## [EXERCISE]
Locate every line in the data below that contains the string "flower", and copy each of those lines in full. Treat uppercase and lowercase letters as different.

## [PROVIDED INFORMATION]
- - -

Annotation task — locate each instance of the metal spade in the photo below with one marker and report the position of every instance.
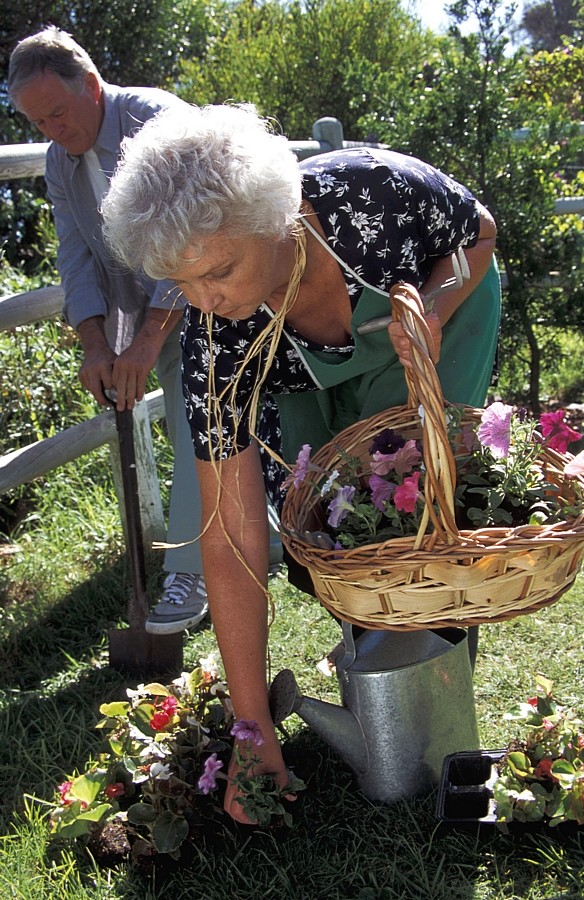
(131, 649)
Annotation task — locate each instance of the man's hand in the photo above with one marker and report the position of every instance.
(132, 367)
(131, 370)
(95, 373)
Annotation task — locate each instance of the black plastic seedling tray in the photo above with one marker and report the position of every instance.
(465, 797)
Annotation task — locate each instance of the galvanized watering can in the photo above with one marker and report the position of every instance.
(407, 703)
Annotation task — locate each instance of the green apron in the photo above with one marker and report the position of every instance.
(372, 378)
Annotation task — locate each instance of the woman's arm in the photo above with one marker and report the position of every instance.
(236, 509)
(445, 305)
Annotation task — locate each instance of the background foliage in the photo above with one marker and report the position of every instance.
(501, 119)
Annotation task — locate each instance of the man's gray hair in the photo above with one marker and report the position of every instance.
(191, 172)
(50, 50)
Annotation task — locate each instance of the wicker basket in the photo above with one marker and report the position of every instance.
(444, 577)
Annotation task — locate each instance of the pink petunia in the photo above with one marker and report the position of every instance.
(117, 789)
(556, 432)
(159, 720)
(406, 494)
(248, 730)
(341, 505)
(208, 780)
(494, 431)
(381, 491)
(576, 466)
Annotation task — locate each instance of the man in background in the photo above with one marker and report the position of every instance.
(127, 324)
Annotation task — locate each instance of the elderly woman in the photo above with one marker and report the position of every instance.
(280, 262)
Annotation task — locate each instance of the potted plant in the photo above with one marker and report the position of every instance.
(156, 783)
(537, 781)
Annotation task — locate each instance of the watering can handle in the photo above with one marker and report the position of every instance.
(350, 649)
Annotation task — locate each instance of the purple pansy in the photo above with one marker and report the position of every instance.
(300, 469)
(248, 730)
(386, 442)
(208, 781)
(494, 431)
(381, 491)
(341, 505)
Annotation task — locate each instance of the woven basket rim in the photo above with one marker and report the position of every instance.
(522, 546)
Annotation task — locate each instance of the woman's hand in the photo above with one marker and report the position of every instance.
(270, 762)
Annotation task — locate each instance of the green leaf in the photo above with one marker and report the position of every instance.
(83, 822)
(87, 787)
(169, 831)
(142, 814)
(519, 763)
(156, 689)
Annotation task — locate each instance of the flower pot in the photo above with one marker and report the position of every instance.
(465, 798)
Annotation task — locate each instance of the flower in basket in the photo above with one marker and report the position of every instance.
(166, 752)
(541, 777)
(501, 480)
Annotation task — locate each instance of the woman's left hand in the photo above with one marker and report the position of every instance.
(401, 343)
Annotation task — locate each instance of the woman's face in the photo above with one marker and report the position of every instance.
(233, 276)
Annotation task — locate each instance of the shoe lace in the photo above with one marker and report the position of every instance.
(177, 587)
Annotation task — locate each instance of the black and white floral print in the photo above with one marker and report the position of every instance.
(386, 216)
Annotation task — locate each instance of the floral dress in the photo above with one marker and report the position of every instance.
(386, 216)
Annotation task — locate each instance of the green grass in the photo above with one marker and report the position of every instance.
(69, 582)
(53, 655)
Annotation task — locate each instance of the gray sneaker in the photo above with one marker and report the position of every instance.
(183, 604)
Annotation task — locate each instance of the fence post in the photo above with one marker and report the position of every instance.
(328, 131)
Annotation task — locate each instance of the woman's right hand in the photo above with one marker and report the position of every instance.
(270, 762)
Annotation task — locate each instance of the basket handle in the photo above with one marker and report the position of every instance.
(424, 390)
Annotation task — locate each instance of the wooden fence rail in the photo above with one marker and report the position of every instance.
(30, 462)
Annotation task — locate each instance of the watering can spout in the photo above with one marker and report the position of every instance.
(336, 725)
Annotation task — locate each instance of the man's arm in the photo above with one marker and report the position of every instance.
(238, 600)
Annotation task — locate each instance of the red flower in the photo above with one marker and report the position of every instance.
(159, 720)
(117, 789)
(406, 495)
(544, 769)
(169, 705)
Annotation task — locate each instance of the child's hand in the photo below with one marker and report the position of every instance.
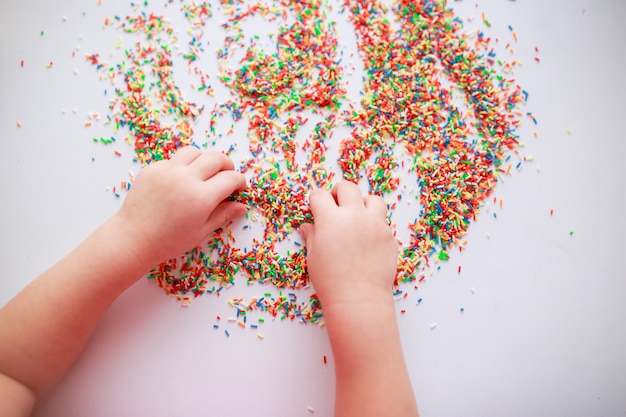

- - -

## [SOLVED EXERCISE]
Annotation task — locate each instance of the flower pot in the photo above with one marker and report the position of every instance.
Annotation task — locate each instance of the flower in basket in the photo above with one marker and report the position of every instance.
Annotation task — locate each instance of the red flower in the photo above with one marker and report the position of every instance.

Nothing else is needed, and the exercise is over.